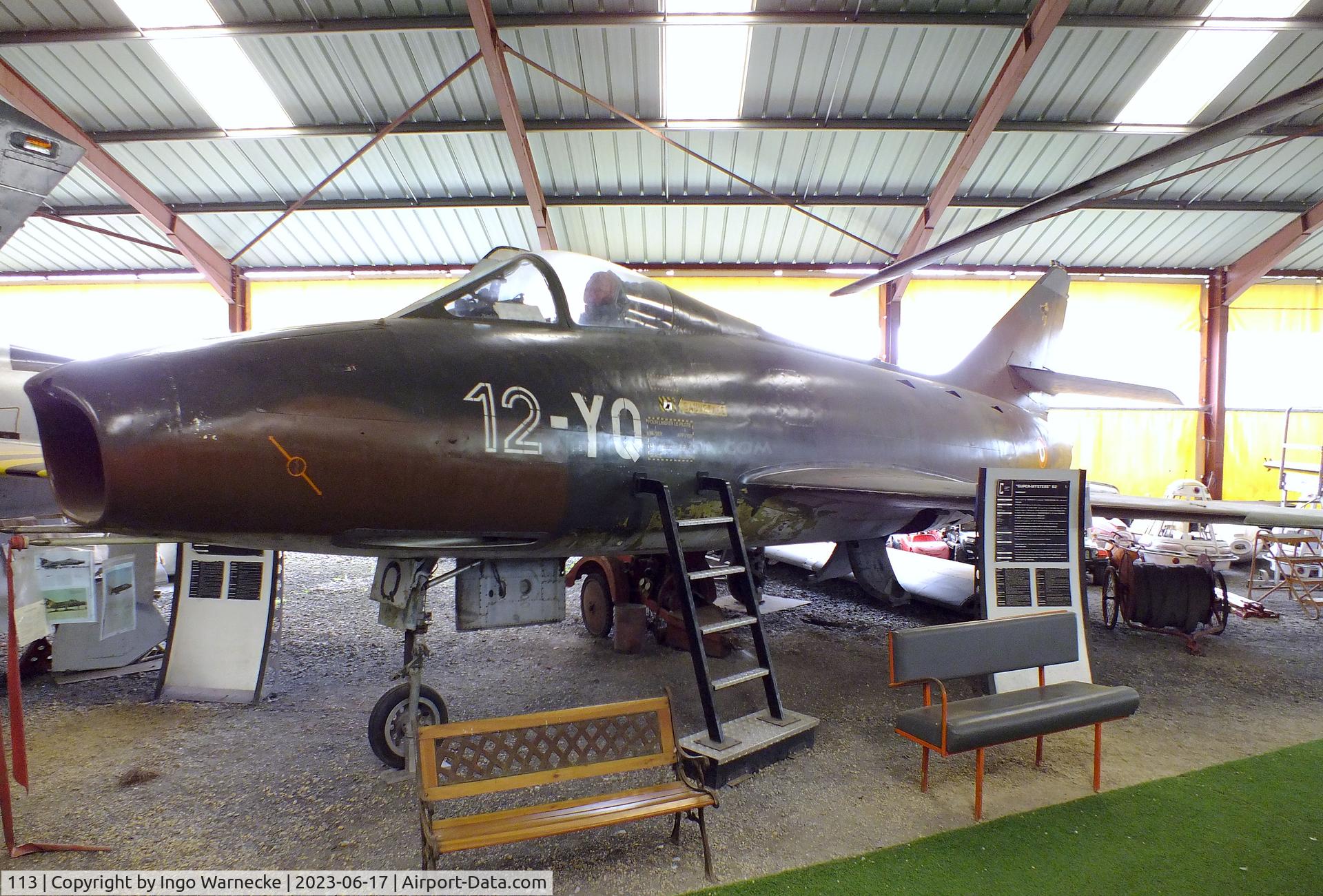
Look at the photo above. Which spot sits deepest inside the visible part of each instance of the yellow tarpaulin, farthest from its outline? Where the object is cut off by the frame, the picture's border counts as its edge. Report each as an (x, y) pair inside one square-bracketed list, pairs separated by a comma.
[(1137, 451)]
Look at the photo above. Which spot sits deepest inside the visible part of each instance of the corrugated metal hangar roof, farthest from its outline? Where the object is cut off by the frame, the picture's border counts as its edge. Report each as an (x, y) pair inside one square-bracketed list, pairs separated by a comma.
[(854, 119)]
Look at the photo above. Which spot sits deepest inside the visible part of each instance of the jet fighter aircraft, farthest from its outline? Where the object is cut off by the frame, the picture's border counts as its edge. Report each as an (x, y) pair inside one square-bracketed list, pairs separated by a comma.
[(509, 414)]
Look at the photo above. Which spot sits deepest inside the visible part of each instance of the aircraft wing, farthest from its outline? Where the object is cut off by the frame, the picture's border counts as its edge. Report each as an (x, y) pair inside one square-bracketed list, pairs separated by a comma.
[(899, 488), (21, 459)]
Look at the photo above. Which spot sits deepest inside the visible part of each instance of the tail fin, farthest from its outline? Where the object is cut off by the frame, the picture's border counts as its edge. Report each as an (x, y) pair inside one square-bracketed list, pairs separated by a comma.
[(1009, 362), (1023, 339)]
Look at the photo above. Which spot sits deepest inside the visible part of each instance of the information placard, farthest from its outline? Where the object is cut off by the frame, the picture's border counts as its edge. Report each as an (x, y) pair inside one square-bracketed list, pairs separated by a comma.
[(1032, 525)]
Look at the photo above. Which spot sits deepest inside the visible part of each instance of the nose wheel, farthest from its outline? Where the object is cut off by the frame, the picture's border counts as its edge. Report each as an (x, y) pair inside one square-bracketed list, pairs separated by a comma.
[(387, 726)]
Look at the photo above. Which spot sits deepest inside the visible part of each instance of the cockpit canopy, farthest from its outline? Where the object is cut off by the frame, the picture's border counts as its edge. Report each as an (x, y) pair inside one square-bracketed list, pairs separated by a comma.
[(556, 289)]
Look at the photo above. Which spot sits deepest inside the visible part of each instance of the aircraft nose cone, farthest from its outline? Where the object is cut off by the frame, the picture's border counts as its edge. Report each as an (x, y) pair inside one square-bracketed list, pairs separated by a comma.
[(86, 408)]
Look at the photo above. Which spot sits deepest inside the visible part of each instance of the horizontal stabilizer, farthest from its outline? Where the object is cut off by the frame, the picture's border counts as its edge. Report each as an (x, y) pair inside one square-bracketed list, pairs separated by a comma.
[(1039, 379)]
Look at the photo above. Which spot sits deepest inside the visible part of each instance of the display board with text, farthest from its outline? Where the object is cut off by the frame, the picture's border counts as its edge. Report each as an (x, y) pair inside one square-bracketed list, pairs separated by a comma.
[(1031, 523)]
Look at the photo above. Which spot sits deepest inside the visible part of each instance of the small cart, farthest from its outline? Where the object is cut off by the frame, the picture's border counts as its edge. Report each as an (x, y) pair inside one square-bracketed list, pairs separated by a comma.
[(1187, 602)]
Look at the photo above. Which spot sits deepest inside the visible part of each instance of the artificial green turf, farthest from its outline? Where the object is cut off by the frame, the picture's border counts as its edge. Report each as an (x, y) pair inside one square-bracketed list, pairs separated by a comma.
[(1251, 826)]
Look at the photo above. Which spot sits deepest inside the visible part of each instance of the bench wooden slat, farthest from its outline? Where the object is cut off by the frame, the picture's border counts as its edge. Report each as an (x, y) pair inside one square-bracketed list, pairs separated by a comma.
[(568, 815), (470, 758), (551, 776), (658, 705), (489, 755)]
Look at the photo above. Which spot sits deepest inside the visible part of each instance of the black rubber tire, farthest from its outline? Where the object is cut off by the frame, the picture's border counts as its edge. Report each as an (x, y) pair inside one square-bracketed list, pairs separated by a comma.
[(385, 725), (1110, 598), (595, 607)]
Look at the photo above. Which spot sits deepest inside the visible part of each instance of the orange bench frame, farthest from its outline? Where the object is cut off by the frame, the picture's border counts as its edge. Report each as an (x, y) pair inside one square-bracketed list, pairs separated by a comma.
[(978, 762)]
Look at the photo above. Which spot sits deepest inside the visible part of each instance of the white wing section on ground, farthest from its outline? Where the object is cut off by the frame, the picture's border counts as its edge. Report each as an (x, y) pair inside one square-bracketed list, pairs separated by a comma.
[(897, 488)]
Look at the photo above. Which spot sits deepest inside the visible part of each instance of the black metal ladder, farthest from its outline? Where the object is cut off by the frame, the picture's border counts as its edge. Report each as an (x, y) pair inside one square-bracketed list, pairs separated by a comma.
[(740, 579)]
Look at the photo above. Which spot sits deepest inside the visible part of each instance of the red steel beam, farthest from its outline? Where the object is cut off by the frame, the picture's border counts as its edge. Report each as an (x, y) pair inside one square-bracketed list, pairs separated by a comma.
[(1212, 384), (490, 45), (1257, 262), (200, 254), (890, 322), (1032, 39), (359, 154)]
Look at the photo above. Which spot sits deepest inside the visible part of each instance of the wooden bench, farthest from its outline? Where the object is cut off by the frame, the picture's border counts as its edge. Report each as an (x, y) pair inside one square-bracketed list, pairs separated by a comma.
[(927, 656), (464, 759)]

• _EXERCISE TASK_
In your copy, leave out the pictures and reproduce the material above exactly.

• _ANSWER IN FULL_
Look at the photo above. Which spot sits deepest inside the visible part of each instance of the yellow tarpaulin, farthest from its outline? Where the object is cut off by the frame, the picture's border counts as its edge. Report each as an (x, y) pair inside one square-bracketed list, pairs separated by a comma.
[(1137, 451)]
Look at the photo above. Which spot sits deepest inside the visible part of each instance of the corrugated metal hangar roof, farthest from its outline? Where the object is cut off by the frame, the picture's border counts as its edge. Report each as an (x, y) pair inside one square-bracketed list, pairs separated by a comma.
[(854, 119)]
Look at the photo above. Which spot sits deepest inside the visible part of each instance of the jet fighter aircraft, farthest from its outline? Where the object is cut off by the frame, the picture's border counts as its edge. Report each as an (x, y) pair inside one square-bracketed list, pairs separated by a comma.
[(509, 414)]
Look at the photo above. Which spot sits deepest inside the visible part of each instance of the aircraft wing, farthest from its outline? Where the object is cut off by the frame, the picture's border counts as its edge. Report each as an (x, y) pair inside one square-bracketed list, pairs separated by a comma.
[(899, 488), (21, 459)]
Look at the photo above. Which spot sits deepest inside the visible part of each instance of the tail fin, farthest from its outline? Where the object is cut off by the frame, the picture's border counts as its edge. Report each as an (x, y) pair inside one square-bracketed list, pairs separated by a comma.
[(1009, 362), (1023, 339)]
Look at the photo above. Which spot sits deepest inside the visible part of each instance of the information placard, farthest from its outline? Where the object is cut off by the frame, the picture's border counts as its edge. Report each as an (x, y) pair inside one square-bracketed list, pairs separated by a comma.
[(1032, 525)]
Look at the photo above. Which spot sits deepest inside the visible part of each instance of the nose wheel, farthest from its outline? Where the object is cut off by the frame, the picture's border counts as its edge. Report each as an (x, y) pair inside one square-bracketed list, pairs separated by a comma.
[(387, 726)]
Look at the photo above. Which spot sits deepest inside the visible part of each instance of the cockpit canopy, farthest from its outline? Where the object is cut off by the frame, the picture's border counts as its edge. Report each as an (x, y) pair inside one square-bracketed list, pairs separated by a comma.
[(556, 289)]
Look at the photo above. Which spot sits deepest inside the visible part of each instance of the aircraft nose cone, farthest from its outline? Where the object is cut off by the frame, the picture's border counts as its edge. Report each as an (x, y) pair inside one square-bracketed list, pairs separated by a comma.
[(86, 408)]
Look at the photo above. Which spot sits deepest inside the visible part of each instance of the horizontal stabilizer, farthest from its outline? Where the object is cut off by the frame, the picture's border counts as its edge. Report each as an (x, y) pair inside one square-bracketed list, pairs separated by a comma.
[(1039, 379)]
Look at the photo above. Which spot sits deepest inside the visible part of each instance of the display board with text, farthest from its outline? Where the object is cut off by the frame, the picture's border counts as its edge. Report each as an (x, y) pair inside one square-bracketed list, pairs separated by a comma.
[(1031, 523)]
Look at the photo above. Which spot sits deepest inside the visible part of each instance of the small cart, farthest from its outline? Where the object is cut off by the frame, the picture's border counts as its edge. Report each as an (x, y) pair inside one square-bracketed list, pairs separated by a comma.
[(1187, 602)]
Look at the photo above. Which spot sits deepest inside the visible part of each instance of the artificial green turf, farthest from its outline? Where the object is cut off by the frame, the picture's border counts as its edge. Report each as an (x, y) pair inside one square-bracketed list, pairs separated by a comma.
[(1251, 826)]
Look at the photo above. Which spot sits deepest inside the visible part of each instance of the bench wooden slat, farthest from its outline? Where the object is cut off by the frame, the picture's border counts as its edge. Report each as an (x, y) pair inside one square-bracketed list, pairs separated by a comma.
[(568, 815), (470, 758), (551, 776), (658, 705), (489, 755)]
Look at the photo above. Which spot sits deepest inside the visible part of each instance of the black rubber tire, farthest from its outline? Where the object is cut off by the frame, the picture's border counts as its edge. Report each as an (x, y) pair inside one square-bracketed list, pairs separated by a comma.
[(385, 725), (1110, 598), (595, 607)]
Look at the photo above. Which spot sits deepest inside the visible part of each instance of the orange bench frame, farthest from its outline? Where the object is cut off by the frame, the picture's border counts as its edge. Report each as an (x, y) pair inside one square-bracketed list, pairs separated by a comma.
[(978, 762)]
Look at the photo above. Which spot sits deepest inside the visible part of each instance of the white wing section on ground, farthest from its outline? Where the object is cut off by the frame, the picture's border counts as its edge. Report each as an (x, y) pair inside one square-bracketed list, pairs separated by a comma.
[(897, 488)]
Look at the photo above. Which spot sits deepest inside the visible part of each instance of the black metal ladder, farthest from its outline? Where the object is cut off by the frame, the picture's border counts as its edge. Report each as an (x, y) pair inside one square-bracketed list, pairs separated by a comma.
[(740, 579)]
Look at the photo above. Which spot sits deepest inside the visible part of each instance of the red steel beam, farthest from its outline? Where the object is cut off by the frame, the picture's border counts as its edge. Report each as an (x, y) pair inside one square-bracketed list, pairs separated by a comma.
[(1212, 384), (490, 45), (1257, 262), (200, 254), (890, 322), (1032, 39), (359, 154)]
Look at the photo above. Which spot sits deepest inside the visible part of each instance of the wooden bench, farthest from its outline? Where the object is cut off by the frame, the picture's border counts as its edge. Report each as an (x, y) pair inside one square-bracketed list, pairs separated by a comma.
[(927, 656), (464, 759)]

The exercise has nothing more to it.